** begin Passage to read **

Moving Stuff Finished :-)

Yesterday evening I followed the excellent instructions from the WordPress Codex on Migrating from Movable Type to WordPress. This proved to be extremely easy with all the posts, categories and comments coming through perfectly.

I had some files (photos, ppt etc) manually uploaded, so logged in to move those over. As well as migrating I moved the blog from /blog/ up to the root of the site. That all went swimmingly and I picked a nice shiny new theme called demar.

The only thing left was to sort out redirects for all the old links – so I don’t lose all the link love I’ve managed to build up over the years.

After reading through the various options I had a few issues. I’d tinkered a bit with the MT URLs in the past and had a lot of legacy stuff hanging around. I decided I’d just do it with apache’s .htaccess. Not a choice for everyone, but my regex skills aren’t too shabby, so I figured I’d start there.

The URLs fell into a few different patterns:

/blog/atom.xml, index.xml, etc – the feeds. For now these can all redirect to /feed/ so we start with

RewriteEngine On
RewriteRule ^blog/atom.xml$ /feed/ [L,R=301]
RewriteRule ^blog/index.rdf$ /feed/ [L,R=301]
RewriteRule ^blog/index.xml$ /feed/ [L,R=301]

Feeds dealt with I moved on to the root of the blog, adding

RewriteRule ^blog/$ / [L,R=301]
RewriteRule ^blog$ / [L,R=301]

and then onto the archives, where we start to get trickier. First we have categories which take the form /blog/archives/cat_somewhere_I_put_stuff.html. WordPress creates a different pattern by default – /categories/somewhere-i-put-stuff. Not too hard, first we pull out the words, then glue them back together again.

** end Passage to read **

Exercises
1. Reproduce verbatim the stretch of the Movable Type migration post from "The only thing" through "I’d start there.".
2. Write out only the stretch of the records from the line containing "Would you please place a dot on the black cap" through the end of the records, switching "black cap" to "gray cap" and leaving everything else unchanged.

** begin Extracted records **

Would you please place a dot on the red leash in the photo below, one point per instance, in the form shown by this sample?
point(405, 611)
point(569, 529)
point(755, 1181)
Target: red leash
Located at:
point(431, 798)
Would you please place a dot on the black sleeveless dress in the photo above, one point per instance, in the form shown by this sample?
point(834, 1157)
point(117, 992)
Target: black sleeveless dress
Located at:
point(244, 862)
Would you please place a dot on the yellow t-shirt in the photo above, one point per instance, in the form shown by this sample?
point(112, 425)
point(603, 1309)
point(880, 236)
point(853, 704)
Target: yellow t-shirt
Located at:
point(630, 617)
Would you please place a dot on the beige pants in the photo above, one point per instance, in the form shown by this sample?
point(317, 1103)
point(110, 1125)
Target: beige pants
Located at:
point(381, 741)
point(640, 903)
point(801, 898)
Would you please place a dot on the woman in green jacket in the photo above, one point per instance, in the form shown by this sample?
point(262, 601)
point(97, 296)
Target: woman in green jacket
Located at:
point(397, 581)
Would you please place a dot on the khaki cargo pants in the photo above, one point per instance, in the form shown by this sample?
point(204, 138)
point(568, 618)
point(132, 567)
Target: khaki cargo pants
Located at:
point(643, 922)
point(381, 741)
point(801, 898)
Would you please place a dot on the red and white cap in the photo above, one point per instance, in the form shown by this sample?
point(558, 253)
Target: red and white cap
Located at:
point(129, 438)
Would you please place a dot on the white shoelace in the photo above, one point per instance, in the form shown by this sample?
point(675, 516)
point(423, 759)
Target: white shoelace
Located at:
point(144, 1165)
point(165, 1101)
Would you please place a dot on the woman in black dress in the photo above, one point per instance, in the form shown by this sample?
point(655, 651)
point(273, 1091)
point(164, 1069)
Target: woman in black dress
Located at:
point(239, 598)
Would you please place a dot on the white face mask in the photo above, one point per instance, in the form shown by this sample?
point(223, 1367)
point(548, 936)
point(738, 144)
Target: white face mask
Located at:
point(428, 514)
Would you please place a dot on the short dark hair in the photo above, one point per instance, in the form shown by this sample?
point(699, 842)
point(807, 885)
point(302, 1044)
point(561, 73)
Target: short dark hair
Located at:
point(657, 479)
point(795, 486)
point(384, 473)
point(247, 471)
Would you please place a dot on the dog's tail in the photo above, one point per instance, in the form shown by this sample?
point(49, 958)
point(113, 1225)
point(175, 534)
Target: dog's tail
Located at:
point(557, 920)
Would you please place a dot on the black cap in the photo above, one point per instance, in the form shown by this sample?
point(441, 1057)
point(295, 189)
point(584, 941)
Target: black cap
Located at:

** end Extracted records **

Results by task
1.
The only thing left was to sort out redirects for all the old links – so I don’t lose all the link love I’ve managed to build up over the years.

After reading through the various options I had a few issues. I’d tinkered a bit with the MT URLs in the past and had a lot of legacy stuff hanging around. I decided I’d just do it with apache’s .htaccess. Not a choice for everyone, but my regex skills aren’t too shabby, so I figured I’d start there.

2.
Would you please place a dot on the gray cap in the photo above, one point per instance, in the form shown by this sample?
point(441, 1057)
point(295, 189)
point(584, 941)
Target: gray cap
Located at:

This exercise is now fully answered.